(EXERCISE DIRECTIONS): Please repeat word for word the lines of the items below, from the line with "Would you kindly pick out the light" through the last line of the items.

[Dataset entries]

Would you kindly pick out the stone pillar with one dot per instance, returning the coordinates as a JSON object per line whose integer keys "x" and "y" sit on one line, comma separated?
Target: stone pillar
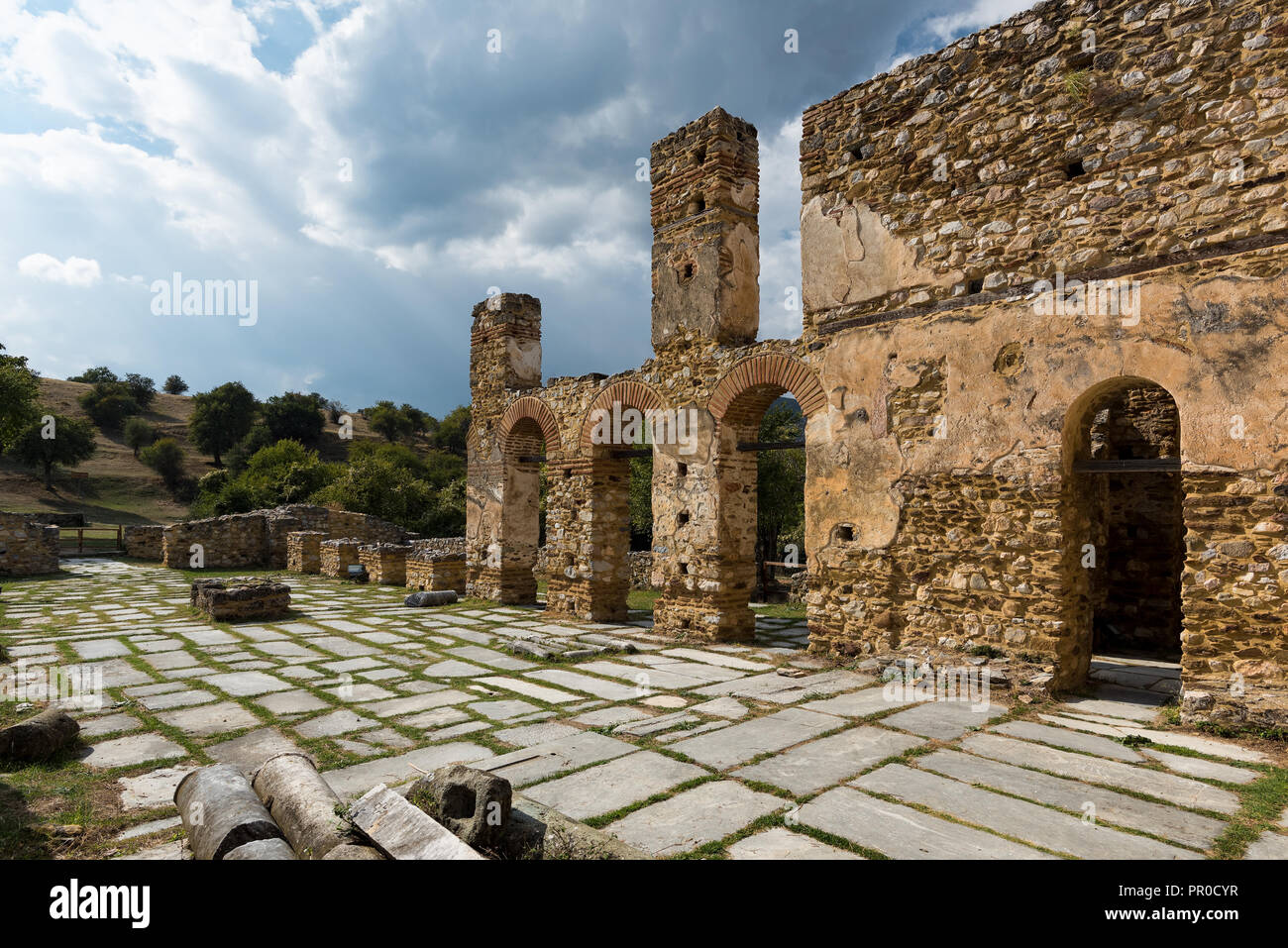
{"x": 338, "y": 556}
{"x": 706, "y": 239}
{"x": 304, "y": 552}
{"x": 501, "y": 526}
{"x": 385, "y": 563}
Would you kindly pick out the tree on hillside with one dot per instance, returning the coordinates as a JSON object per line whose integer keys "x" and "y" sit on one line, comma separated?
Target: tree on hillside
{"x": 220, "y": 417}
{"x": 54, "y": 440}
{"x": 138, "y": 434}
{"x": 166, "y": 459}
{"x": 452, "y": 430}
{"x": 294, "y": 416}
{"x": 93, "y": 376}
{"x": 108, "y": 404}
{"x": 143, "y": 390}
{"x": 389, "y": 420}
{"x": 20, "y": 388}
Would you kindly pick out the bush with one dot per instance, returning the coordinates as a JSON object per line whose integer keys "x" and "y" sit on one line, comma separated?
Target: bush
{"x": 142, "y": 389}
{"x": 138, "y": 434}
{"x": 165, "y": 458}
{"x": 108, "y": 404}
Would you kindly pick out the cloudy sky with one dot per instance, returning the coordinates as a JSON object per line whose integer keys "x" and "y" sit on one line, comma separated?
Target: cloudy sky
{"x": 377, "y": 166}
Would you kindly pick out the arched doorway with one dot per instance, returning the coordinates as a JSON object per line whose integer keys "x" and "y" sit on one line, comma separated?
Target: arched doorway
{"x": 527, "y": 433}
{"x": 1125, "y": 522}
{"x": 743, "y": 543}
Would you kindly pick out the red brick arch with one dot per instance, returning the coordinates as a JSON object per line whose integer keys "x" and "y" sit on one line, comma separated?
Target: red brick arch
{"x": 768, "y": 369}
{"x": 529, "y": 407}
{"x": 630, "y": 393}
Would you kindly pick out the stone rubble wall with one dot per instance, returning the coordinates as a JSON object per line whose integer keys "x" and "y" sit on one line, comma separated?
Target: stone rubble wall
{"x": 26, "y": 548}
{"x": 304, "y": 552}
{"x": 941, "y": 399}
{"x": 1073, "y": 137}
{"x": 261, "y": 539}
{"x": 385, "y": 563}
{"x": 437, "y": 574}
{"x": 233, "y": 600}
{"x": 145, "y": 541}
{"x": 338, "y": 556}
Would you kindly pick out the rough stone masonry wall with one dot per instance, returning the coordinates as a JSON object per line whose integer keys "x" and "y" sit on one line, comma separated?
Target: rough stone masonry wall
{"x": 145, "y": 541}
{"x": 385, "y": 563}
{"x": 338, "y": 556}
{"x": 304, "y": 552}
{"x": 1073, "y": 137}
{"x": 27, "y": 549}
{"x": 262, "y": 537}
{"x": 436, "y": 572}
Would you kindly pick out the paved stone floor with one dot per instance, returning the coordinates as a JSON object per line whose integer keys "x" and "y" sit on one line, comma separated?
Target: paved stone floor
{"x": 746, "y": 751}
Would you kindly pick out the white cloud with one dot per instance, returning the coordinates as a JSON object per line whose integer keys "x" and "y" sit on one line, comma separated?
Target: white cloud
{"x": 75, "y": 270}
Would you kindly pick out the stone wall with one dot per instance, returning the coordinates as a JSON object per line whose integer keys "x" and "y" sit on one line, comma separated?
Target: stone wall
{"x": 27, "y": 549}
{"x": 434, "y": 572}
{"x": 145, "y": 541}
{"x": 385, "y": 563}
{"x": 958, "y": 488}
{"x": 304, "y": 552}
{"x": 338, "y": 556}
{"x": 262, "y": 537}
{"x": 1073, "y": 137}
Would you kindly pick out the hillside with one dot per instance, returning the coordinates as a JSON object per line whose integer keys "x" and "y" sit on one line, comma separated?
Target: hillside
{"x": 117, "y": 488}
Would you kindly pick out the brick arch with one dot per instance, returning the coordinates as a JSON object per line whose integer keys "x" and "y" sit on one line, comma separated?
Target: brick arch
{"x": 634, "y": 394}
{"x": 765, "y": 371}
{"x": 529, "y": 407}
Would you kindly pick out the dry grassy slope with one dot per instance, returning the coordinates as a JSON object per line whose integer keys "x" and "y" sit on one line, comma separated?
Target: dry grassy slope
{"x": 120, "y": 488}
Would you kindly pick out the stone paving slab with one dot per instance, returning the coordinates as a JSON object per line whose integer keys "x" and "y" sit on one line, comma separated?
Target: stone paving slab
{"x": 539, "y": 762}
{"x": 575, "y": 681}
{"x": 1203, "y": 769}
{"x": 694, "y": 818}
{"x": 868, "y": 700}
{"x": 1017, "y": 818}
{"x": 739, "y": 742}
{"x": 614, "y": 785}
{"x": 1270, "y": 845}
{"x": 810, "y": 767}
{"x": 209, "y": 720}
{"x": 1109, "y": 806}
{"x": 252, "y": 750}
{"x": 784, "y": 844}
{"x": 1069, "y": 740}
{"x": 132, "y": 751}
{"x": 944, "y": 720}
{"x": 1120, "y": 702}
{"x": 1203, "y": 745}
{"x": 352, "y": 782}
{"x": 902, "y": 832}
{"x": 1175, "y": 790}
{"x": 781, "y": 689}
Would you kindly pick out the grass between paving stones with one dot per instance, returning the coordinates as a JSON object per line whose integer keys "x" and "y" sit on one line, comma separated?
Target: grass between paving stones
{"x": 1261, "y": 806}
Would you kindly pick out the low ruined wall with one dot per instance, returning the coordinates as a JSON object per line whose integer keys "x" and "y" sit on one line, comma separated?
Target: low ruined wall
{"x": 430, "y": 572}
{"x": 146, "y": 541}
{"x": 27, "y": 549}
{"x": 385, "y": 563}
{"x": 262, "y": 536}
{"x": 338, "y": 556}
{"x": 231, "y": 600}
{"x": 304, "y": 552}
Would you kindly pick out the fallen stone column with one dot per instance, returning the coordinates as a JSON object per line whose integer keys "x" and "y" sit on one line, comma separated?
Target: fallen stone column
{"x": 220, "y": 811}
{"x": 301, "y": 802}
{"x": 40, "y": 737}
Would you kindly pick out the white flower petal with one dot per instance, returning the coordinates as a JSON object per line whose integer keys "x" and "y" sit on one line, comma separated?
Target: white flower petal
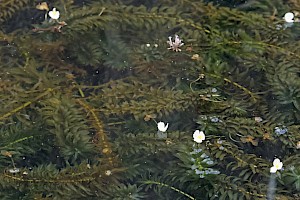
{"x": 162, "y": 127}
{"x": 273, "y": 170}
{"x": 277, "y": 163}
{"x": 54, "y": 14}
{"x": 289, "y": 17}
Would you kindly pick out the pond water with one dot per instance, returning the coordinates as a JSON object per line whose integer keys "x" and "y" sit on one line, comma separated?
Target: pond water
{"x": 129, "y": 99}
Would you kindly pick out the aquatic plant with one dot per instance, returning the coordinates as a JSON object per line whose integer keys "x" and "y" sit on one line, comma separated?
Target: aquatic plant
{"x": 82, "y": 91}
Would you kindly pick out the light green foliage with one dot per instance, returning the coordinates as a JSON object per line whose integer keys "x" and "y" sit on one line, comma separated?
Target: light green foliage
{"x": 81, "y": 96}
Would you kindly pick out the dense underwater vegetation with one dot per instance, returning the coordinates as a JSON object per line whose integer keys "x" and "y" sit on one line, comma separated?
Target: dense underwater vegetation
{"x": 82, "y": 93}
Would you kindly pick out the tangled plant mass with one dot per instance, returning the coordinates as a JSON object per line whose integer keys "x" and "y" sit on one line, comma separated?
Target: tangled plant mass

(EXPECTED OUTPUT):
Would you kindly pick out the light green foliage with one dot per instance, returning the coordinates as a JSON object per line whose integer keys "x" and "y" sit on one line, comma separated?
Target: light green foliage
{"x": 81, "y": 96}
Would you kindly pick out the dense underwater vegetation with one dot per instance, returning the coordinates as a JSON object per line whose integer keys "x" and "y" sit on one line, comma separated?
Target: dense underwater vegetation
{"x": 82, "y": 93}
Would you kindly pick out the tangled plant mass with one dot per instance, returning the coordinates as a JSON object per line whose integer keys "x" and "y" sit on one line, comma separated?
Target: tangled plant mass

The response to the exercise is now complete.